# Excerpted passage start

Tudor Miron wrote:


   As I understand lengthening the rotor has almost linear relation with safe
available RPM that leads to almost linear relation with power?
What are other limiting factors? How much that phasing gear + hardware
weights? Are there drawings of those spring pins and why they are springed -
I understand that they are damping some sort of rotor lateral vibration/misalignment
or waht there is, but what causes it and how it is related with rotor weight?
Reducing the rotor weight we're going to reduce the loads those pins have to deal with.
   What about automotive applications? We still need torque down low so some sort
of turbo is inevitable. But may be it's going to be a bit different than
current common practice?
3 rotor engine - how much RPM we can safely have with 6 lbs rotors?  How
much power can we expect? What kind and how should we configure the turbines
to have lots of low end torque, excellent tractability and crazy power up high? 
   Remember I'm not an engine guy and I will definitely outsource engine
building to reputable shop. But I want to know as much as possible to set
realistic targets and requirements.

   Thank You
  Ted


The load on the rotor bearings is m*V^2 m vee squared.
m is the mass of the rotor. V is the velocity around the circle
path of the CG of the rotor.

So the RPM is the square root of the difference in rotor weight.

7/9 is .777 so my guess is 10 to 15% more RPM and power.
I would say maybe 12,000 RPM for a 7 pound rotor.

Normally aspirated it would be about 450 HP times 1.15
or about 520 HP for a 3 rotor. Turbo charged on alcohol and
nitrous oxide about  1400 HP.

For a 6 pound rotor 6/9 is maybe 25% more RPM or about 13,000 RPM.
HP 450 times 1.25 or about 560 HP.

Beryllium aluminum alloy rotor (density .076 pounds per cubic inch cast iron is .3) would be one quarter the weight so the RPM would double and so too the HP. Go for the gold :)

Those are off the shelf spring pins available world wide.

Paul Lamar

 Thanks a lot for your answers Paul,
What's the weight of ring gear? Wat's the aproximate (very rough) size of the rotor?

Why you start with 450hp for two and 520 for 3rotor? Is it P-port all out version? How about some street legal noise levels and exhaust gas chemistry? Where do we start than?

What are other limitations? - oil and water temperature at 12-13 - 18000RPM? Lubrication issues?

What are finish and surface (hardness etc.) requirements for rotor - seal slots, faces, ring gear adjusent and attachment points?

I'm talking to one source producing berillium alloys right now?

Thank You
Ted

4 dia x 3.1416 pi x .25 area x .3 density = .9 pounds for the gear.
The rotor roughly is an equilateral triangle 7 inches on a
side by 3.15 inches thick. The rotor bearing diameter is about
3 inches. 1.75 inches wide.

We start with 450 HP for a p-port 3 rotor NA engine at 10500 RPM
in both cases. 520 HP is a p-port 3 rotor NA engine at 12,000 RPM.

At 14,000 RPM a 3 rotor p-port engine NA would be about 560 HP.
Weight in all these cases would be about 260 pounds for a bare block
with cast iron end housings. Knock off about 100 pounds for aluminum
end housings.

The rotor is now used as cast in ductile iron. The face and pocket are now
machined all over. Only the RX8 rotor is hardened in the corners of the apex seal slots. In the case of Be/Al alloy rotor the apex seal slots may have to have a hardened steel insert for wear reason and strength reasons in the corners. I don't know for sure.

For titanium I don't know much about the steel or ceramic apex seals wear characteristics. Silicon Nitride ceramic apex seals are now widely used.

The oil temperature must be kept below about 220 F. I am not really sure about
that. Synthetic oil may be able to run hotter.

The size or capacity of the cooling system will have to be increased to handle the increased HP. Not so much in a car as the max HP is only used for a fraction of a second. Water temperature is also limited to about 220 F depending on the pressure cap to prevent boiling.

In all cases a wider rotor would be great as p-port engines would breath much better at RPMs over 10,000.

Paul Lamar

# Excerpted passage end
# Supplied material start

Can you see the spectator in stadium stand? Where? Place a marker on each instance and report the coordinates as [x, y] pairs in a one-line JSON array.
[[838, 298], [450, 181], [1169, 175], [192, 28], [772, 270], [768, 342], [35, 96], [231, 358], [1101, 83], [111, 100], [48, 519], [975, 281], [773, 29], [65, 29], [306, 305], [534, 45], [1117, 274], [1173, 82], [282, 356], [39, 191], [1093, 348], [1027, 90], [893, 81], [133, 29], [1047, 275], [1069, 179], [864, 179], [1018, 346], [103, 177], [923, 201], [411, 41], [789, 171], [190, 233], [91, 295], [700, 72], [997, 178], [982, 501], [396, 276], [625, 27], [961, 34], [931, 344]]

# Supplied material end

- **Exercise aim**: From the rotary engine thread, quote word for word the part that opens with the words containing "Normally aspirated it" and closes with "available world wide.".

- **Worked solution**:
Normally aspirated it would be about 450 HP times 1.15
or about 520 HP for a 3 rotor. Turbo charged on alcohol and
nitrous oxide about  1400 HP.

For a 6 pound rotor 6/9 is maybe 25% more RPM or about 13,000 RPM.
HP 450 times 1.25 or about 560 HP.

Beryllium aluminum alloy rotor (density .076 pounds per cubic inch cast iron is .3) would be one quarter the weight so the RPM would double and so too the HP. Go for the gold :)

Those are off the shelf spring pins available world wide.